[start TASK MATERIAL]

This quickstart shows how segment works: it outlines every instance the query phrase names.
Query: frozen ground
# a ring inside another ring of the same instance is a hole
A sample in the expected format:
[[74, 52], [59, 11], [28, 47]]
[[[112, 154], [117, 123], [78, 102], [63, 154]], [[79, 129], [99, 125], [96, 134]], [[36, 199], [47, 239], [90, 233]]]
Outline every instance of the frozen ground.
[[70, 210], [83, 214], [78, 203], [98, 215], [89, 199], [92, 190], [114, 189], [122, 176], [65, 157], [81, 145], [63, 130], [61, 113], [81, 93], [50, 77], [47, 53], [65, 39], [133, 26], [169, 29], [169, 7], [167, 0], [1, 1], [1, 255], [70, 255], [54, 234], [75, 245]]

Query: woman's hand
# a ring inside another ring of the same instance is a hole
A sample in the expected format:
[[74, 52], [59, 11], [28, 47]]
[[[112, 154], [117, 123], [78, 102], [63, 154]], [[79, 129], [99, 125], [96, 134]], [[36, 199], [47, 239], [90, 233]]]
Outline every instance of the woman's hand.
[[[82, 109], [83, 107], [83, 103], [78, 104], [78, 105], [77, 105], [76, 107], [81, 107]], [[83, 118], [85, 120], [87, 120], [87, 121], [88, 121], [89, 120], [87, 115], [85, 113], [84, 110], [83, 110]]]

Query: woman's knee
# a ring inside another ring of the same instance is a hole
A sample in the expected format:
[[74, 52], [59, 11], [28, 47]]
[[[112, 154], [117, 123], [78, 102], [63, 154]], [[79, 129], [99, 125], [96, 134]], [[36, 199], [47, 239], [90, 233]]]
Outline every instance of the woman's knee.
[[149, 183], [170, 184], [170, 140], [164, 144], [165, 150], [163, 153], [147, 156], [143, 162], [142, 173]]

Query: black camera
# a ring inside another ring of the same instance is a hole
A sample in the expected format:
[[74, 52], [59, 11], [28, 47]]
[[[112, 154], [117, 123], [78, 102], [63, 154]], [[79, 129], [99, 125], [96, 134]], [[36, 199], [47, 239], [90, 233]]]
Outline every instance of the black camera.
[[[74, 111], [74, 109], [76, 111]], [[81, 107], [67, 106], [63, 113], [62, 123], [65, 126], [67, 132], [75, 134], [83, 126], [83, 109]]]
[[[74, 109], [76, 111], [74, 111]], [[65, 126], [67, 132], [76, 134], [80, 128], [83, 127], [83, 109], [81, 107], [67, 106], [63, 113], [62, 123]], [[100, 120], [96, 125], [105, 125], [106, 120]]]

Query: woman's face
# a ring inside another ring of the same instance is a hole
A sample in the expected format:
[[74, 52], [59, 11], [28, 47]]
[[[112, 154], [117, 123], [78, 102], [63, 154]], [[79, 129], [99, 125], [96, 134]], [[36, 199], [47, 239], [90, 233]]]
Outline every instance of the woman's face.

[end TASK MATERIAL]

TASK TO CARRY OUT →
Reproduce all of the material above word for word, keeping every line and character unchanged.

RESULT OF THIS EXERCISE →
This quickstart shows how segment works: it outlines every instance the query phrase names.
Query: frozen ground
# a ring inside another ring of the same instance is a hole
A sample in the expected format:
[[74, 52], [59, 11], [28, 47]]
[[[112, 154], [117, 123], [78, 102], [63, 154]], [[79, 129], [99, 125], [96, 134]], [[36, 199], [47, 239], [90, 233]]]
Outline every instance of the frozen ground.
[[70, 210], [83, 214], [78, 203], [98, 215], [89, 199], [92, 190], [114, 189], [122, 176], [65, 157], [81, 145], [63, 130], [61, 113], [81, 93], [50, 77], [47, 53], [65, 39], [133, 26], [169, 29], [169, 7], [167, 0], [1, 1], [1, 255], [70, 255], [54, 234], [75, 245]]

Query: woman's hand
# a ring inside another ring of the same instance is a hole
A sample in the expected format:
[[74, 52], [59, 11], [28, 47]]
[[[112, 154], [117, 123], [78, 102], [63, 154]], [[79, 129], [99, 125], [96, 134]], [[36, 199], [47, 239], [90, 233]]]
Outline every instance of the woman's hand.
[[[82, 109], [83, 107], [83, 103], [78, 104], [78, 105], [77, 105], [76, 107], [81, 107]], [[83, 118], [85, 120], [87, 120], [87, 121], [88, 121], [89, 120], [87, 115], [85, 113], [84, 110], [83, 110]]]

Query: woman's knee
# a ring inside another ring of the same instance is a hole
A sample in the expected format:
[[74, 52], [59, 11], [28, 47]]
[[[112, 154], [117, 123], [78, 102], [63, 154]], [[79, 129], [99, 125], [96, 134]], [[36, 199], [47, 239], [90, 233]]]
Outline every instance of the woman's knee.
[[149, 183], [170, 184], [170, 140], [164, 144], [165, 150], [163, 153], [147, 156], [143, 162], [142, 173]]

Query: black camera
# a ring inside another ring of the same instance is a hole
A sample in the expected format:
[[74, 52], [59, 11], [28, 47]]
[[[112, 154], [117, 123], [78, 102], [63, 154]], [[79, 129], [99, 125], [96, 134]], [[36, 199], [47, 239], [90, 233]]]
Outline every instance of the black camera.
[[[74, 111], [74, 109], [76, 111]], [[81, 107], [67, 106], [63, 113], [62, 123], [65, 126], [67, 132], [75, 134], [83, 126], [83, 109]]]
[[[74, 109], [76, 111], [74, 111]], [[65, 126], [67, 132], [76, 134], [80, 128], [83, 127], [83, 109], [81, 107], [67, 106], [63, 113], [62, 123]], [[100, 120], [96, 125], [105, 125], [106, 120]]]

Query: woman's face
# a ring inside another ring of the same instance is a hole
A sample in the expected format:
[[74, 52], [59, 11], [28, 47]]
[[[112, 154], [117, 123], [78, 102], [63, 154]], [[79, 129], [99, 125], [96, 134]], [[36, 199], [47, 239], [90, 233]]]
Outline every instance of the woman's face.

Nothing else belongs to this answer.